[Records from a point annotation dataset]
________
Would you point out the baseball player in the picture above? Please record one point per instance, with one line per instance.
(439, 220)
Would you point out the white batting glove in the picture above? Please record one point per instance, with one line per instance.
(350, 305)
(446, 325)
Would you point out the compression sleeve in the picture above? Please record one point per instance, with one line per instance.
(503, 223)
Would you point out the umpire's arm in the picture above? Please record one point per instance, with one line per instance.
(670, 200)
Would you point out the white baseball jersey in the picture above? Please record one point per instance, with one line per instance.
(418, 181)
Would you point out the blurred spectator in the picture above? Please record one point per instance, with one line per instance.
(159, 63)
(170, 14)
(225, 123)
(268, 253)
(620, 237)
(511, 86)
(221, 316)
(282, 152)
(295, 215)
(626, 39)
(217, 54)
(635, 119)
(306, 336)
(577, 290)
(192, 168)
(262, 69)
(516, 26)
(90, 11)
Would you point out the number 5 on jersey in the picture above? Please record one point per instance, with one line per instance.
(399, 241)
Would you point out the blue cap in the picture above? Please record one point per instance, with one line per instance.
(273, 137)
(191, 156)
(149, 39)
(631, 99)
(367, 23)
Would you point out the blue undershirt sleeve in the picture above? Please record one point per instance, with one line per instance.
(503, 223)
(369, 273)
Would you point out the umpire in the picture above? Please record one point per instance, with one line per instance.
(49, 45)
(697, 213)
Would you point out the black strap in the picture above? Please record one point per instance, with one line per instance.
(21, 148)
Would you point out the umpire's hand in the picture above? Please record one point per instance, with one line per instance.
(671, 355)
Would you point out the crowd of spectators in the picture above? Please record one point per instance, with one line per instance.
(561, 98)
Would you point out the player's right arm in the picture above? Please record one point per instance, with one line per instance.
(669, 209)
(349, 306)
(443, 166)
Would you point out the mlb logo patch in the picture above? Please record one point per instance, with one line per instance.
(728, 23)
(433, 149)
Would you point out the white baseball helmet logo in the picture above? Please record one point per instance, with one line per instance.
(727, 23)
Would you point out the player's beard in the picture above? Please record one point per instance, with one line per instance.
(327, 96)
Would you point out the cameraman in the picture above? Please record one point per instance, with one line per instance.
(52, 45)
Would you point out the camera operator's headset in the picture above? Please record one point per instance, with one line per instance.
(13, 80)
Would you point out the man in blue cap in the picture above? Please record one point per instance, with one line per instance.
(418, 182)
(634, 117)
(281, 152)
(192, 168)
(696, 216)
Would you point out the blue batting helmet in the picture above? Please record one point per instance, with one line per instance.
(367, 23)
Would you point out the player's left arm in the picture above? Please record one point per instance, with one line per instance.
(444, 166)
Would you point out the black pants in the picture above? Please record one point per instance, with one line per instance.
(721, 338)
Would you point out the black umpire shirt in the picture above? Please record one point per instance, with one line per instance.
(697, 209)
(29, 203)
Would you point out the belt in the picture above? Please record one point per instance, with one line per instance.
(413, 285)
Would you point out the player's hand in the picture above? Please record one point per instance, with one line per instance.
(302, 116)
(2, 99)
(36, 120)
________
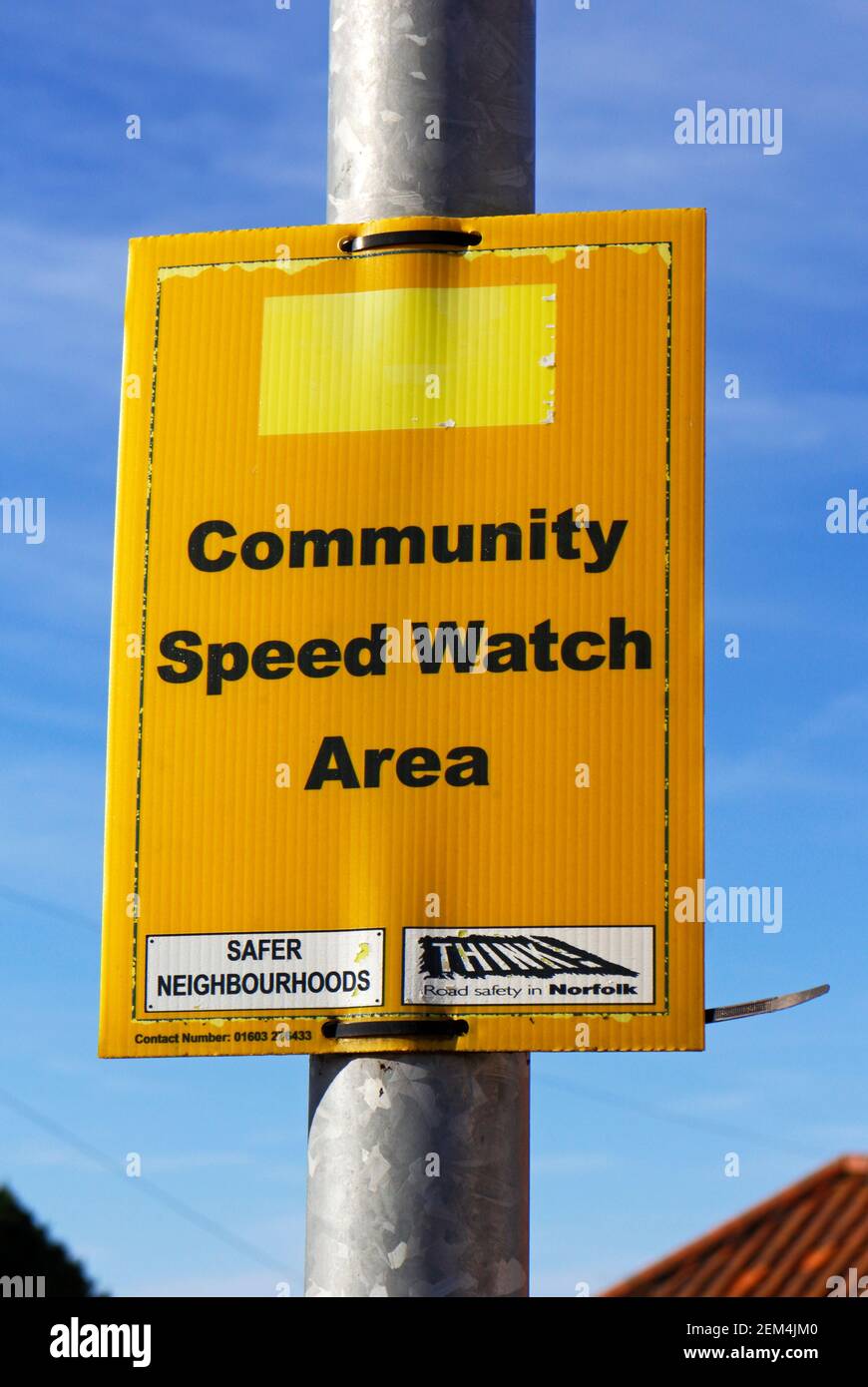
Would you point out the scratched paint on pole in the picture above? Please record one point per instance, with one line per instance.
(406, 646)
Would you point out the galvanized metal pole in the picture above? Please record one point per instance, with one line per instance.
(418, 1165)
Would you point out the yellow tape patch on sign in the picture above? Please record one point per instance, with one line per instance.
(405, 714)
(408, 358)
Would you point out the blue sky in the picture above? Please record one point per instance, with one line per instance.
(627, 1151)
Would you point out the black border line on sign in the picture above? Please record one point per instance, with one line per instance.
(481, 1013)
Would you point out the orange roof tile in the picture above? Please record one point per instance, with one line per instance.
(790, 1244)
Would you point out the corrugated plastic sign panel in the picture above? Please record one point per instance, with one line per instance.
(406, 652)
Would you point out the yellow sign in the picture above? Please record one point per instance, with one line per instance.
________
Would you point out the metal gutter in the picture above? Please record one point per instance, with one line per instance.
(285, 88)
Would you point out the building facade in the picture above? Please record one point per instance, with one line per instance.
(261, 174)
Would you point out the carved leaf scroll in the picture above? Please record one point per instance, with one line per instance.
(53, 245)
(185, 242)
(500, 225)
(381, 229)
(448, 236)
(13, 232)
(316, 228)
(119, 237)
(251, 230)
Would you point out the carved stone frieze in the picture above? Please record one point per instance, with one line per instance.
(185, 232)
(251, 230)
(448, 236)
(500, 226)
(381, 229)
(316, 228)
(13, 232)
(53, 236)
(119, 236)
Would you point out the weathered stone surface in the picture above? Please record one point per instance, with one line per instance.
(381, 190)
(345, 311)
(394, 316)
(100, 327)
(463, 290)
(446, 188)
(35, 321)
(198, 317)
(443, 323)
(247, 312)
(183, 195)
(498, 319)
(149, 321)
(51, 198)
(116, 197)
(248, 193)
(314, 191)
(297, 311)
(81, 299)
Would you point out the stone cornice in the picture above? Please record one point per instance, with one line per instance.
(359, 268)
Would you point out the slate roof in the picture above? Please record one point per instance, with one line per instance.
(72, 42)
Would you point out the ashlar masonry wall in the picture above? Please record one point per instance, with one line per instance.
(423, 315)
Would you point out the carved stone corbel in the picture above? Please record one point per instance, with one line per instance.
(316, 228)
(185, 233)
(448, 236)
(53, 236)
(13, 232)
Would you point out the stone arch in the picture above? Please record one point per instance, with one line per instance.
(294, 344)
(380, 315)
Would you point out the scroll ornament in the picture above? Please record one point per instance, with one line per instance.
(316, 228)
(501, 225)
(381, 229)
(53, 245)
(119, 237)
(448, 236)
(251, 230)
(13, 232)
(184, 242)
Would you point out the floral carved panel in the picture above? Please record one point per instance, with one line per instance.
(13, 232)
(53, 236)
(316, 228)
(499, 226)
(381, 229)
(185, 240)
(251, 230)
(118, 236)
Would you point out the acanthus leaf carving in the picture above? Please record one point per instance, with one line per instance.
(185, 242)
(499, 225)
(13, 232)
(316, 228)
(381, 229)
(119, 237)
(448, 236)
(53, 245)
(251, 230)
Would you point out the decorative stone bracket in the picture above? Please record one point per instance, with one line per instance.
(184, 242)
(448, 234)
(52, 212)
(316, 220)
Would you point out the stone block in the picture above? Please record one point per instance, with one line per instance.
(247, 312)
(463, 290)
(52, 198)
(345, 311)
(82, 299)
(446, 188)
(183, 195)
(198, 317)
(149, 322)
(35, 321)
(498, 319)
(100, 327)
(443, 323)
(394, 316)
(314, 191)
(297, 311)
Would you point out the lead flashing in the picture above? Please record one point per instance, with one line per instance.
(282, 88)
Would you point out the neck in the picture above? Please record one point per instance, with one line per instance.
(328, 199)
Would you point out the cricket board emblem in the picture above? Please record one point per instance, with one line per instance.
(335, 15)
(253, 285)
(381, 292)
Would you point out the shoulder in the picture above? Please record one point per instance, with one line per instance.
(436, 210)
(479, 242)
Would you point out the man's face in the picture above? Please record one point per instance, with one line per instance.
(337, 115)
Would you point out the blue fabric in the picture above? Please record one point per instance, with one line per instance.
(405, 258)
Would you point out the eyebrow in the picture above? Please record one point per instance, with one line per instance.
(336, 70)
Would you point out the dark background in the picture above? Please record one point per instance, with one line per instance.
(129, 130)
________
__WHAT YOU SHOULD DO__
Recast the lines from the one containing "Would you point out the blue sky" through the one containing "(481, 1013)" as a numbered list, with any blank lines left out.

__ANSWER TO THIS EXERCISE__
1. Would you point out the blue sky in the picture above? Please record one point per instance, with one line per instance.
2. (627, 1151)
3. Would you point out the black border line on sign in the picture above? Please record one point per instance, with one line per instance.
4. (481, 1013)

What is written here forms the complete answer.